Please give again, exactly, every line of the material from the one containing "Task: mark the tree line" to the end, including both of those lines.

○ ○ ○ ○ ○ ○ ○

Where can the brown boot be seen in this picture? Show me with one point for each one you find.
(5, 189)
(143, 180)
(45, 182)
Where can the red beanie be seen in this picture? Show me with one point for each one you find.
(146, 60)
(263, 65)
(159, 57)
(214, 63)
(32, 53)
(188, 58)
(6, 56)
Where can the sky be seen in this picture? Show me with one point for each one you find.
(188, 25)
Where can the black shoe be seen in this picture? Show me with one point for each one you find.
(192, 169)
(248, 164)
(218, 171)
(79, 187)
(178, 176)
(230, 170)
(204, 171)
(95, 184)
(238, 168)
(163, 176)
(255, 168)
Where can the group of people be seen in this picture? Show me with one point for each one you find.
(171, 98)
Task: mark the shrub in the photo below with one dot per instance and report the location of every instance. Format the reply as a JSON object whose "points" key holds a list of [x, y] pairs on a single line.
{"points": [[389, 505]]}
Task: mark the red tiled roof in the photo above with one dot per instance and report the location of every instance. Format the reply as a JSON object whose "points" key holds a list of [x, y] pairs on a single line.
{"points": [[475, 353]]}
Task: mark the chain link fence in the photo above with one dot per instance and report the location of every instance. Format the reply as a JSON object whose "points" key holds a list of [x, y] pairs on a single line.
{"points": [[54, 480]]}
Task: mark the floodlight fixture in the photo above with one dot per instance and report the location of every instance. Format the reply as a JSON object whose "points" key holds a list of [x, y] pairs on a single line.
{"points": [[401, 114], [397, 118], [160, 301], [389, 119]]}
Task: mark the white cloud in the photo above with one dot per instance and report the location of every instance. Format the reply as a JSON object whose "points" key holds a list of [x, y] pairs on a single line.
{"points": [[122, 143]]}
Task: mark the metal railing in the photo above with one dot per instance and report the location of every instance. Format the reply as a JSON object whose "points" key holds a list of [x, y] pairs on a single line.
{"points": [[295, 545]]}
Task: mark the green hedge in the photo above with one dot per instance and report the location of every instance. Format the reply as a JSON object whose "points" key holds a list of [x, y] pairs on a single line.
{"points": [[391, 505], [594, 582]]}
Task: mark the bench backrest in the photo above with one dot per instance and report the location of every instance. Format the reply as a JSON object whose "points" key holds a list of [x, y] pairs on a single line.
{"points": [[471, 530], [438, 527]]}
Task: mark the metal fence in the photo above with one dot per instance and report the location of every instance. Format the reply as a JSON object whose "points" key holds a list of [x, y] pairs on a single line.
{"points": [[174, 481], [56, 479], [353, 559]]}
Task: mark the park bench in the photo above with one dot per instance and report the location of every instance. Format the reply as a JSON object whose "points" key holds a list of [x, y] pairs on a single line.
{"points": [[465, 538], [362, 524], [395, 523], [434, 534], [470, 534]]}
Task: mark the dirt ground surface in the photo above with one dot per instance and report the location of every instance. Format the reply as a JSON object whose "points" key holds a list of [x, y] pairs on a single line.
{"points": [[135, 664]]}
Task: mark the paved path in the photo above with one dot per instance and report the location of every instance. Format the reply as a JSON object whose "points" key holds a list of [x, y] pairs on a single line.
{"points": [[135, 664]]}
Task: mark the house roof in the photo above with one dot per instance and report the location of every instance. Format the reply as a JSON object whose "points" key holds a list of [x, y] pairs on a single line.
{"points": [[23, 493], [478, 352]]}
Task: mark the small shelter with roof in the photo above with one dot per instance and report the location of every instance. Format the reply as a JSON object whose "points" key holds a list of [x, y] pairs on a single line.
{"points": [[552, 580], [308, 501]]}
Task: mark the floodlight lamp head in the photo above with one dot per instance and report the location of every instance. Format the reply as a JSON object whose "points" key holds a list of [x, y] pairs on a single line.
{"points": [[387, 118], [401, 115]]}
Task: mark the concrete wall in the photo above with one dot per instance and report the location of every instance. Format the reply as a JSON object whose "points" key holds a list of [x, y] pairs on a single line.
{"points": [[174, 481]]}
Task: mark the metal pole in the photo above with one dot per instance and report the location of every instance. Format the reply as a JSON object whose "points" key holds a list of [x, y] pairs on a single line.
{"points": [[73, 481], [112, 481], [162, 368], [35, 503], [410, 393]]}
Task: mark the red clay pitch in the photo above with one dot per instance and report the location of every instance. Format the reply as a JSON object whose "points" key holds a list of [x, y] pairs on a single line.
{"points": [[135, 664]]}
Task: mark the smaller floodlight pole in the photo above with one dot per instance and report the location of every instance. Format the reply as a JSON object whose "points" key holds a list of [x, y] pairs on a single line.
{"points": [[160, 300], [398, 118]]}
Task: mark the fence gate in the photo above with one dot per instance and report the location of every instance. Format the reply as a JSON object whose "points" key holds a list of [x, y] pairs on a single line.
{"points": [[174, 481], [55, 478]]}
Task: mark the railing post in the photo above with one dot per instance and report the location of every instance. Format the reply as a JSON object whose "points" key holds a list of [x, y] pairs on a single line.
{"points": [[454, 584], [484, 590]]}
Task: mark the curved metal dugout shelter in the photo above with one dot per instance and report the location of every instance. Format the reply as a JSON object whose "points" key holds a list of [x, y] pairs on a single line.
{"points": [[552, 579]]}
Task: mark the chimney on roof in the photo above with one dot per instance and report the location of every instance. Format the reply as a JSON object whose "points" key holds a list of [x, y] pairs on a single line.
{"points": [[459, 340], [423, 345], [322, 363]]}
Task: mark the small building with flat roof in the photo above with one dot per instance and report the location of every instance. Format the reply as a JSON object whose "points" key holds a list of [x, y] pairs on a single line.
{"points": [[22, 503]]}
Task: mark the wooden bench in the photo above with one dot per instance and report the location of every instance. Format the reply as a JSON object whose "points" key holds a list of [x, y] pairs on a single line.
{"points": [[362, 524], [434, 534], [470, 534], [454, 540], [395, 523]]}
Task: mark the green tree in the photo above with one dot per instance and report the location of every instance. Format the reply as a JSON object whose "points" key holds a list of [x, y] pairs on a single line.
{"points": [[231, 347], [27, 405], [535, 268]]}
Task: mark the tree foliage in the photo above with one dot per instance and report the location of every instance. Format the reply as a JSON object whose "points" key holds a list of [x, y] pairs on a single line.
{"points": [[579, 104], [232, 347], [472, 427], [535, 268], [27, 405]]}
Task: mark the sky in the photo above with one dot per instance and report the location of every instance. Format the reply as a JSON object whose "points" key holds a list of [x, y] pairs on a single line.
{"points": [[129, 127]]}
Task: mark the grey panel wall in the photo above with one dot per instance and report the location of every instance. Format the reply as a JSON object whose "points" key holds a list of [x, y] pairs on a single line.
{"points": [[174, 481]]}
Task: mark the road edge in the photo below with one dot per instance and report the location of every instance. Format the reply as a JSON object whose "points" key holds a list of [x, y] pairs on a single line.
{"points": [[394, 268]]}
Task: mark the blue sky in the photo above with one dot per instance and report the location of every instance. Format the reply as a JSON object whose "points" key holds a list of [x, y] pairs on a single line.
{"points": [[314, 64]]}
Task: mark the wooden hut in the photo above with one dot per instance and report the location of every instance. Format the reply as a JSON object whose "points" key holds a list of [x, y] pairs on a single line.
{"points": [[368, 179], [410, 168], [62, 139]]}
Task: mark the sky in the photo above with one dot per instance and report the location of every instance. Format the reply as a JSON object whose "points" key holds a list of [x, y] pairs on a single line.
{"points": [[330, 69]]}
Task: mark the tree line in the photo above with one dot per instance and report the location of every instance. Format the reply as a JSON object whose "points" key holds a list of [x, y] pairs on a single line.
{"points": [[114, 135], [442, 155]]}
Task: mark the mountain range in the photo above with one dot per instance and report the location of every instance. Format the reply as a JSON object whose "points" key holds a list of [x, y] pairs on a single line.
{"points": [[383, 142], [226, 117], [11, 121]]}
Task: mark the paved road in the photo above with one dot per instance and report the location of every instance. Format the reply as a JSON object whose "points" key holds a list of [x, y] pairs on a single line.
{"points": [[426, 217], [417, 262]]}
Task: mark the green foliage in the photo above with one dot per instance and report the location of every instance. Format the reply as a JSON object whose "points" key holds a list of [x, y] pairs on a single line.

○ ○ ○ ○ ○ ○ ○

Solution =
Task: mark the tree line in the photo above with one dot per instance and report the location of every instance. Format the reply as a JSON object whose "points" key holds a list of [x, y] pairs on a single line.
{"points": [[114, 135], [442, 155]]}
Task: mark the mountain range in the photo above with one dot per instance and report the location of every instance. Format the reply as a JSON object whose "points" key holds a list of [x, y] pairs on a single line.
{"points": [[383, 142], [226, 117], [11, 121]]}
Task: mark the paved road in the photo above with one dot per instance and report the location of every instance. Format the reply as a JSON object whose "points" key holds a list of [x, y] pairs on a single line.
{"points": [[426, 217], [417, 262]]}
Task: mark the green foliage in the photo above with one dot per instance and report the location of every instance. Format the reply as a JSON object whose "points" key holds a list of [x, y] pairs on a single line.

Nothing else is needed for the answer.